REQUIREMENT
Can you carry on the review of the first Cormoran Strike novel, starting right after its final sentence?

TEXT EXCERPT
·····

This is the first of the Cormoran Strike  novels written by JK Rowling under the pseudonym Robert Galbraith. The story revolves around a beautiful troubled model Lula Landry who one cold snowy winters night falls from the balcony of her penthouse London flat. Was it suicide or was she pushed? Her brother John Bristow is convinced she was murdered and employs the services of Private Investigator Cormoran Strike to uncover the perpetrator.In Cormoran Strike we have a wonderful fictional detective, even his offices with a steel spiral staircase and unfashionable London location has a touch of Philip Marlowe, Chandler's finest creation. Strike is a man who is deeply scared both mentally and physically by his experiences in war torn Afghanistan. His right leg below the knee is missing the result of an improvised explosive device (IED) when he also saved the life of one of his comrades. The pain from his missing limb is a constant reminder of the hell of Helmand province. His childhood was no less traumatic, living in squats with his drug addicted mother Leda and rarely seeing his rock star father Jonny Rokeby

 

Strike has acquired a new secretary Robin and it soon becomes clear that this highly intelligent woman is a golden asset in the disorganized lifestyle that our PI leads. Although Robin is engaged to the controlling Mathew there is certainly an attraction between this ambitious lady and her older damaged employer. Strike is aware of this danger but he cannot help himself admiring the beauty and intelligence displayed before him..."but having normal sight and an unimpaired libido, he was also reminded every day she bent over the computer monitor that she was a very sexy girl."..

·····

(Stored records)
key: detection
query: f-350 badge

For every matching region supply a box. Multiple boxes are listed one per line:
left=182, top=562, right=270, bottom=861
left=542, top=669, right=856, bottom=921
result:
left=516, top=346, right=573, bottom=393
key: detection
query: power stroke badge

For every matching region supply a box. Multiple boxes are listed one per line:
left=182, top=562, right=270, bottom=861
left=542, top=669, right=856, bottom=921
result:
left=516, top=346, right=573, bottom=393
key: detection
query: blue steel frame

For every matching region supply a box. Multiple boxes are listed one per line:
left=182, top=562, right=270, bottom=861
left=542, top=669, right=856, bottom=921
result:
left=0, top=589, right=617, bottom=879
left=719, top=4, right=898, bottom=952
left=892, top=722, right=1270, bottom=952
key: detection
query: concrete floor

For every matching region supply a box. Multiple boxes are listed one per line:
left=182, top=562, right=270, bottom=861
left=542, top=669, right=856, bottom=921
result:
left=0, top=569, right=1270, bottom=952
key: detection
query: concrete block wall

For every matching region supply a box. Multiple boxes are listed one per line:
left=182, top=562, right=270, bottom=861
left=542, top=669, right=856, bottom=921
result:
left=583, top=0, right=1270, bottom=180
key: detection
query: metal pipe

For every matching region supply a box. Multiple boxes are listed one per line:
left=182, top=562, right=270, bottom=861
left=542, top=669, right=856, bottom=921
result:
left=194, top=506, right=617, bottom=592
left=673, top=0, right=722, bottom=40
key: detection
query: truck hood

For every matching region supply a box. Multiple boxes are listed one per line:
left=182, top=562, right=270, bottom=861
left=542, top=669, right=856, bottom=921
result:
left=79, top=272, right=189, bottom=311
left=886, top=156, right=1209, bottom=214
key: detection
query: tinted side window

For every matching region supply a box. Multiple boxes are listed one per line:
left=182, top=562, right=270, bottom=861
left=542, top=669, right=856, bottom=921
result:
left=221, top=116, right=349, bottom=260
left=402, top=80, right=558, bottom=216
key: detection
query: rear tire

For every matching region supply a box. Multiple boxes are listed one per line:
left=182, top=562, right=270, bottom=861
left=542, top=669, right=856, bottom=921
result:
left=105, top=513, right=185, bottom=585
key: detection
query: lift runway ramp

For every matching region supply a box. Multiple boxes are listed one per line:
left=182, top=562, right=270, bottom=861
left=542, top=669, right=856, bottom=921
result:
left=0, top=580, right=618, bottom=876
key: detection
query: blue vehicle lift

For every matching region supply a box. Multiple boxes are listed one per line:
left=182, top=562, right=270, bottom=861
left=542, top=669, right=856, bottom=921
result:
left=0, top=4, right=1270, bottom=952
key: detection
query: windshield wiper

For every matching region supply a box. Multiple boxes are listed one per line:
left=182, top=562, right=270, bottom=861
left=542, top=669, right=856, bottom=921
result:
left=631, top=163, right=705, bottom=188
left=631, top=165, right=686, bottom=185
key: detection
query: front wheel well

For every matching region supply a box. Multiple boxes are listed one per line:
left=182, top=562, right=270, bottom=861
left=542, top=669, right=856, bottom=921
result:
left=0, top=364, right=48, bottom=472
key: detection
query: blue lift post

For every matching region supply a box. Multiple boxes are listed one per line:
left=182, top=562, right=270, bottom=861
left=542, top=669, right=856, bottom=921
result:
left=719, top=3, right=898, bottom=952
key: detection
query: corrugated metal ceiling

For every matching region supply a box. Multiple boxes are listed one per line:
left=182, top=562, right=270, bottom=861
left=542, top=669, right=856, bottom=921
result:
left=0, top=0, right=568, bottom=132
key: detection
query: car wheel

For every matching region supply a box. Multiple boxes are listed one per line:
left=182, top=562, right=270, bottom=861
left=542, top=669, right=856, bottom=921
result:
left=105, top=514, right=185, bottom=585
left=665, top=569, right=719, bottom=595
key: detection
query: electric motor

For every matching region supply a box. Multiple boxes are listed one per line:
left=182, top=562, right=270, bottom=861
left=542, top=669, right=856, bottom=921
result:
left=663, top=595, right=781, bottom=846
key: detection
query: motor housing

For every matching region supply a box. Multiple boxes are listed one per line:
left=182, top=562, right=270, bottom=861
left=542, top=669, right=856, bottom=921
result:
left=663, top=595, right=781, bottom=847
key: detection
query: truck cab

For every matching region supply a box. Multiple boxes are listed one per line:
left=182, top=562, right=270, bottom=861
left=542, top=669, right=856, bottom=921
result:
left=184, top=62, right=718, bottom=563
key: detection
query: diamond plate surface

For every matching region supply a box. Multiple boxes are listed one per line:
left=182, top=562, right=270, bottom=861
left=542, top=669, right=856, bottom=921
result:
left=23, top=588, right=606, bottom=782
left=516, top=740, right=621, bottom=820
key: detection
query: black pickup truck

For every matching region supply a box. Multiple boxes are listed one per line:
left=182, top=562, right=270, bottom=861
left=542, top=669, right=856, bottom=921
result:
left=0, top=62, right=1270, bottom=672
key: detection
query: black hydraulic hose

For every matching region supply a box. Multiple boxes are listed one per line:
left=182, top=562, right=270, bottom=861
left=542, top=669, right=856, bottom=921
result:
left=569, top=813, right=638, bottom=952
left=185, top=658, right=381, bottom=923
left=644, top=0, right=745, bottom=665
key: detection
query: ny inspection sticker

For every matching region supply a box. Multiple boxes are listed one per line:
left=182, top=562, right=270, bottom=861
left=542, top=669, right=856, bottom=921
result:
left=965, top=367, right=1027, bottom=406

·····

ANSWER SECTION
 

A good crime author will always attempt to shield the identity of the killer until the final chapters and Robert Galbraith is a master of illusion and deception. The reader is taken on a descriptive journey through the beating heart of London where..."its colourful windows displayed a multitudinous mess of life's unnecessities"....and on that journey an eclectic  mix of characters is on show including the extravagant camp designer Guy Some...."nearly a foot shorter than Strike and had perhaps a hundredth of his body hair. The front of the designers tight black T-shirt was decorated with hundreds of tiny silver studs which formed an apparently three-dimensional image of Elvis's face"...and Lula's birth mother Marlene Higson..."she was wearing a pink Lycra vest top under a zip-up grey hoodie, and leggings that ended inches above her grey-white ankles. There were grubby flip-flops on her feet and many gold rings on her fingers; her yellow hair, with its inches of greying brown  root, was pulled back into a dirty towelling scrunchie".....

 

I must confess that I have managed to read the 3 books in the series out of order but that has certainly not ruined my enjoyment. The writing is of the highest quality and it has been a great adventure discovering the complicated background of Cormoran Strike and his beautiful assistant Robin. The dynamics of this relationship is something that Galbraith explores in more detail in the later books and it all adds to the excitement of this highly accomplished beautifully written novel.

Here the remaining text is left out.